■ SUPPLIED DATA ■
________

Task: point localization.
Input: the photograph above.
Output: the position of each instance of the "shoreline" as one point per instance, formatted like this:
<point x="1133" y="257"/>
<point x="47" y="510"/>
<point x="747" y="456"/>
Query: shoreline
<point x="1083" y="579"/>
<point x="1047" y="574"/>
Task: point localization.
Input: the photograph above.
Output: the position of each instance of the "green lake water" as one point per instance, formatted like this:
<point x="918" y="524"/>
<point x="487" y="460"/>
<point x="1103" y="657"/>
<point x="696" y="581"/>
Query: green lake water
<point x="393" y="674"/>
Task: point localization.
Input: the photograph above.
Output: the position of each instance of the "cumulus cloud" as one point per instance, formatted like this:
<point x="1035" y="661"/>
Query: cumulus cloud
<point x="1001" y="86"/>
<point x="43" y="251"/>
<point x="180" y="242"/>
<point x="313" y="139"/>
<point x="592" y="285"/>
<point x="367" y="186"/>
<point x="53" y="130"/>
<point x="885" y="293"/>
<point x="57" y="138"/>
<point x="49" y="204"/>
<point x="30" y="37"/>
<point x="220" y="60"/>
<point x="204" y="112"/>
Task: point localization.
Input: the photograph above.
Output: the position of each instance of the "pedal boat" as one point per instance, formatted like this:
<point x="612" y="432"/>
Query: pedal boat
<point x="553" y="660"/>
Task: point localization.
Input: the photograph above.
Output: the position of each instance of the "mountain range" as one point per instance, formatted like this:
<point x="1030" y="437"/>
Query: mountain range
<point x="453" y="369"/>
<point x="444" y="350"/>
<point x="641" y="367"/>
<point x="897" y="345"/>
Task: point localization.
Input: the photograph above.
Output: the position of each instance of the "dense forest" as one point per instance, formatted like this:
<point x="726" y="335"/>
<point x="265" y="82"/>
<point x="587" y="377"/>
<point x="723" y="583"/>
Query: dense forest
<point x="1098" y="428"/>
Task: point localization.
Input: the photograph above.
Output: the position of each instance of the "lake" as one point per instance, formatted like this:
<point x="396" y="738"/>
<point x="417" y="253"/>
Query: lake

________

■ TO DO ■
Restate the data in full so that no line differs from the original.

■ WRITTEN ANSWER ■
Task: point localization.
Input: the photograph above.
Output: the position of each instance of the "shoreline" as one point per instance, formatted like this:
<point x="1133" y="257"/>
<point x="47" y="510"/>
<point x="747" y="456"/>
Query: shoreline
<point x="1083" y="579"/>
<point x="1047" y="574"/>
Task: point localization.
Input: the photograph above.
Output: the position of each instance of the "green lake water" as one point per instance, formatted like this:
<point x="918" y="524"/>
<point x="487" y="460"/>
<point x="1103" y="657"/>
<point x="696" y="581"/>
Query: green lake water
<point x="393" y="674"/>
Task: point localization.
Input: the photograph above.
Output: the position of each instance of the "cumulus cloud" as one point per instance, formatted like this:
<point x="1035" y="661"/>
Query: cumulus cloud
<point x="1001" y="86"/>
<point x="43" y="251"/>
<point x="180" y="242"/>
<point x="313" y="139"/>
<point x="592" y="285"/>
<point x="367" y="186"/>
<point x="53" y="130"/>
<point x="885" y="293"/>
<point x="57" y="138"/>
<point x="49" y="204"/>
<point x="30" y="37"/>
<point x="220" y="60"/>
<point x="204" y="112"/>
Task: point localization.
Input: the photograph above.
Output: the position of each instance of the "pedal boat" as one point per instance, formatted like this:
<point x="612" y="432"/>
Query: pedal boat
<point x="553" y="660"/>
Task: point localization.
Input: the photograph above.
Output: the position of each instance of the "mountain range" as one point per instance, formatted like this:
<point x="1030" y="437"/>
Query: mountain range
<point x="453" y="369"/>
<point x="444" y="350"/>
<point x="641" y="367"/>
<point x="897" y="345"/>
Task: point localization.
Input: the photograph above.
Output: the position of each instance of the "dense forest" as one point per instance, formatted like this:
<point x="726" y="335"/>
<point x="265" y="82"/>
<point x="587" y="377"/>
<point x="723" y="583"/>
Query: dense forest
<point x="1098" y="428"/>
Task: point localization.
Input: the photograph above.
Output: the position of each instance of the "lake" as one point per instance, formatted like this:
<point x="396" y="738"/>
<point x="417" y="253"/>
Query: lake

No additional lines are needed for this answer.